SOURCE TEXT >>
------------
Slow dinner

Three easy meals that cook up relaxing and nutritious endings to the day.

Dinner should be a relaxed meal, eaten without rush, a long evening’s feast of gastronomical pleasures.

This does not mean overeating, of course, but enough delicious food, including dessert, to end the day and prepare for the next.

In our modern fast-paced society, these events are becoming too infrequent. But it need not mean we should ever eat tasteless fast food that’s not healthy or enjoyable. Our TV-dinner society is alive but unwell, with today’s fast-food dinners looking much different. Avoid these by choosing more wisely.

By planning and preparing ahead of time, you can have a healthy, nutritious and relaxing dinner ready to go most evenings. Slow-cooked meals are one healthy way to avoid dinner stress, and they also often provide leftovers for lunches or more dinner the next day. 

If you start the day with a healthy breakfast, have a good lunch and eat healthy snacks midmorning and afternoon, dinner should be your smallest meal. Skipping breakfast, a skimpy lunch, and overeating in the evening can wreck your metabolism and your gut.

Slow-cooked meals can be made in a crockpot, or in the oven with a heavy covered casserole dish or Dutch oven — porcelain-coated cast-iron pans are great. It often works well to sear a roast or chicken for a short period at high heat before placing in the crockpot or Dutch oven at low heat (around 200° F) with vegetables and some liquid (either water or stock).

Many dishes like this can be cooked all day while you are away or at work, allowing you to return home to an inviting aromatic atmosphere and a tender dinner. For some of these dishes you may wish to remove the lid and place in a hot oven (375-400°) for a few minutes to brown the outside.

Dinners like this also can provide the basis for the next evening’s meals, combined with other items from the refrigerator, for a sampling of tasty leftovers you’ve accumulated over the past few days.

Of course on those days when you don’t find time for a slow-cook meal, a simple dinner can always be a small salad with some protein, or an egg dish with vegetables. Either way, dinner should be easy, delicious and relaxing.

Gourmet meals that are quick and easy to make, delicious and nutritious, should be our daily cuisine. It’s all about planning and using some simple short-cuts that don’t sacrifice quality. Here are three recipes that are old-fashioned meat-and-vegetable meals. You could create several different dishes by simply varying the kind of meats, and vegetables in these three simple, delicious and nutritious dinners:

Join the discussion 3 Comments

  • Ben Wieczorek says:

    Oh man I love my slow cooker, it is the perfect way to go for a busy family, my 2 year old’s favorite is mole lamb!!
------------
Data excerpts
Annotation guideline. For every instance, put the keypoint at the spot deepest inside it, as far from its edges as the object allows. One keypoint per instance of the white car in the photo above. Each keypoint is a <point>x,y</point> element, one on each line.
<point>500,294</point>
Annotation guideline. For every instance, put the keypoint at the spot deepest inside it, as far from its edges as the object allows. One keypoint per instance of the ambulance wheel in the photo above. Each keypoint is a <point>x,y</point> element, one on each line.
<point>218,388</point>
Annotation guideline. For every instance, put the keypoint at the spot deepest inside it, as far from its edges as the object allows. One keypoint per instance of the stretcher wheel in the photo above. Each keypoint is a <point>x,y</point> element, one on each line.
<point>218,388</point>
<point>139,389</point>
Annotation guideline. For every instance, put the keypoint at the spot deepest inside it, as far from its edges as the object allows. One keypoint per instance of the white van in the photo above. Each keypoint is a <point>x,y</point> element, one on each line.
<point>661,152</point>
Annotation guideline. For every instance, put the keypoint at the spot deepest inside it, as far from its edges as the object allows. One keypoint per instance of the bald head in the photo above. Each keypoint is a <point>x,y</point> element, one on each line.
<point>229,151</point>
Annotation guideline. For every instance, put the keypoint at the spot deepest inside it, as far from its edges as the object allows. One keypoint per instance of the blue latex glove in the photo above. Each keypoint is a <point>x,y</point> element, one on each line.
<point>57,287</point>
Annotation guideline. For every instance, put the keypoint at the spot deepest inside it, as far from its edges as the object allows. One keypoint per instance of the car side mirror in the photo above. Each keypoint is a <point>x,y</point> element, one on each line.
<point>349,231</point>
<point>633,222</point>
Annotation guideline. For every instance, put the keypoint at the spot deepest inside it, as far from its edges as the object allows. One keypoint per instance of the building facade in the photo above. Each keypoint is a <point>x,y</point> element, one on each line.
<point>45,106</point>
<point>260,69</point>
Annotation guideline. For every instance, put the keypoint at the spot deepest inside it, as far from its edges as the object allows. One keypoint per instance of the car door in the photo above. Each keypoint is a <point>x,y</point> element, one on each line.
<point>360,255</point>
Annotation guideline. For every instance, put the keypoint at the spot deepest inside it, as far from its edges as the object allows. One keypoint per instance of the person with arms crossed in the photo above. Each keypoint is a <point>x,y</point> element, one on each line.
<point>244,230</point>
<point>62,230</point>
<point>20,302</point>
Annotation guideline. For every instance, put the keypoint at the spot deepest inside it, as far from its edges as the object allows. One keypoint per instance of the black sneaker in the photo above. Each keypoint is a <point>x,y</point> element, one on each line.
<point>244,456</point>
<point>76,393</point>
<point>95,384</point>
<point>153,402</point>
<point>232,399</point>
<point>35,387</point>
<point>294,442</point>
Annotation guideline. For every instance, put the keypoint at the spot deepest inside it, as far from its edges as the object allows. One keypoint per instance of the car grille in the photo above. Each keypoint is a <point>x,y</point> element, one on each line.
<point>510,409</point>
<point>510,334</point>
------------
TASK PROMPT >> Continue the article about slow-cooked dinners, picking up right after its final line.

RESPONSE TO THE EXERCISE >>
    Love the site and posts btw

  • Liked the article and recipes, but have an issue with this:

    “If you start the day with a healthy breakfast, have a good lunch and eat healthy snacks midmorning and afternoon, dinner should be your smallest meal. Skipping breakfast, a skimpy lunch, and overeating in the evening can wreck your metabolism and your gut.”

    This seems to be right out of the Registered Dietician’s playbook of awful advice that got us all on the high carb/low fat SAD (Standard American Diet) with the financial backing of Kellogg, Mars Candy, Pepsi, General Mills, Coke, Abbott Labs, etc., etc., etc.

    They are in the last desperate stages of defending the whole Calories In/Calories Out, Hearthealthywholegrains/Arterycloggingsaturatedfat paradigm, and the idea that we need to eat five or six times a day is part of it. It’s not nutritional advice — it’s marketing. Of course, if you’re eating a high carb diet, you may need to eat more often as you become metabolically impaired.

    Cheers!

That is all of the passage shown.